• Text under study:

________________________________________

Michigan Expands Chiropractic Coverage Under No-Fault Act

On July 1, Michigan Gov. Gretchen Whitmer signed House Bill 4449, which ends a No-Fault insurer’s ability to refuse to reimburse licensed chiropractic physicians for certain lawfully delivered and reasonably necessary services that would be covered and reimbursed to other healthcare providers. 

In 2010, the scope of chiropractic care in Michigan, found in the Public Health Code at MCL 333.16401, was expanded by Public Act 223 (2009) to include treatment to other areas of the body as opposed to simply the spine. The methods of chiropractic treatment were also expanded to include, among other things, the adjustment of the extremities, differential diagnosis, the use of physical measures, and specific diagnostic services.

However, despite expanding the scope and methods of chiropractic, the Michigan Legislature did not extend a No-Fault insurer’s obligation to pay for the same. Instead, the Legislature specifically limited a No-Fault insurer’s responsibility for chiropractic services to those that existed before the Legislative amendment expanding the scope of chiropractic. The Legislature did this by stating in MCL 500.3107b(b) that “allowable expense” PIP benefits are not recoverable for chiropractic treatment, “unless that service was included in the definition of practice of chiropractic under section 16401 of the public health code... as of January 1, 2009.”

________________________________________

Records from a data collection:
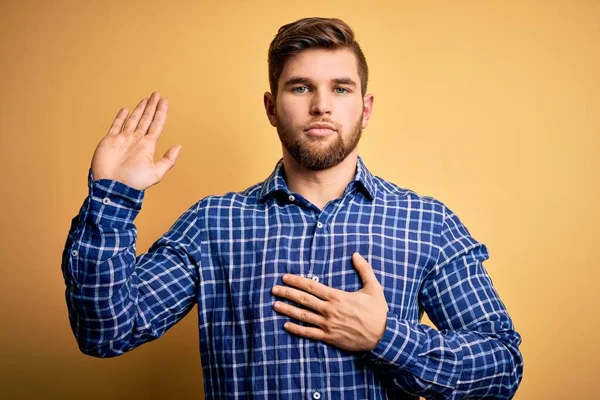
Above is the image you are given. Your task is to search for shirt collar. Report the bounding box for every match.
[259,156,376,201]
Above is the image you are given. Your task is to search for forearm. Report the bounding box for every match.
[62,172,199,357]
[366,316,523,399]
[62,173,150,356]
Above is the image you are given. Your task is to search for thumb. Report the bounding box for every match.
[156,145,182,176]
[352,252,379,289]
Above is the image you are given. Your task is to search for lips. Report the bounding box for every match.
[306,122,336,136]
[307,123,335,131]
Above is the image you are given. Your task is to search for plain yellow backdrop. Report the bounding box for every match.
[0,0,600,400]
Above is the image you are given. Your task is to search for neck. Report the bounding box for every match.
[283,149,358,210]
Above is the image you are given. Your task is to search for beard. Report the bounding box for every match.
[277,115,362,171]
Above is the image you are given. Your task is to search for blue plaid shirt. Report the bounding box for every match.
[62,158,523,400]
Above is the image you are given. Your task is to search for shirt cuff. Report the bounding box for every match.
[88,168,144,228]
[364,314,420,371]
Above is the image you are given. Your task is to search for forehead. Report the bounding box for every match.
[279,49,359,82]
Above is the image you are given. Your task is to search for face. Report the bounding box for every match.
[265,49,373,171]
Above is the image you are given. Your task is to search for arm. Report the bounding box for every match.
[62,92,202,357]
[62,172,201,357]
[366,205,523,399]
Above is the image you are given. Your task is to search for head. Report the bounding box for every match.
[264,18,373,170]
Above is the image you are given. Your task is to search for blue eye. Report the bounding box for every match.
[292,86,308,93]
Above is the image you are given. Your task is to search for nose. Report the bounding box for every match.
[310,90,332,116]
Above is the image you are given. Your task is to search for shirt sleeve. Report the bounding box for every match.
[62,170,202,357]
[366,203,523,399]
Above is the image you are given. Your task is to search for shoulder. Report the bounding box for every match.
[196,182,264,214]
[373,176,448,216]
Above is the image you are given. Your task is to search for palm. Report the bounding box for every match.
[91,93,181,190]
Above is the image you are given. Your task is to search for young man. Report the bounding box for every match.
[63,18,523,400]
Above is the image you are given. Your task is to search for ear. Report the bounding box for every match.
[263,92,277,127]
[362,94,375,129]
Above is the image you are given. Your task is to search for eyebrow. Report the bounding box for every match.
[283,76,357,87]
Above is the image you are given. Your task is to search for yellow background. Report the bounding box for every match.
[0,0,600,400]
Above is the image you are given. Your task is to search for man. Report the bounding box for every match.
[63,18,523,400]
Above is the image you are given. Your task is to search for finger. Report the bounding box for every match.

________________________________________

• What to produce: In the article on Michigan chiropractic coverage, which bill did Gov. Gretchen Whitmer sign on July 1? You can set the records aside; they aren't needed here.

• Task output: House Bill 4449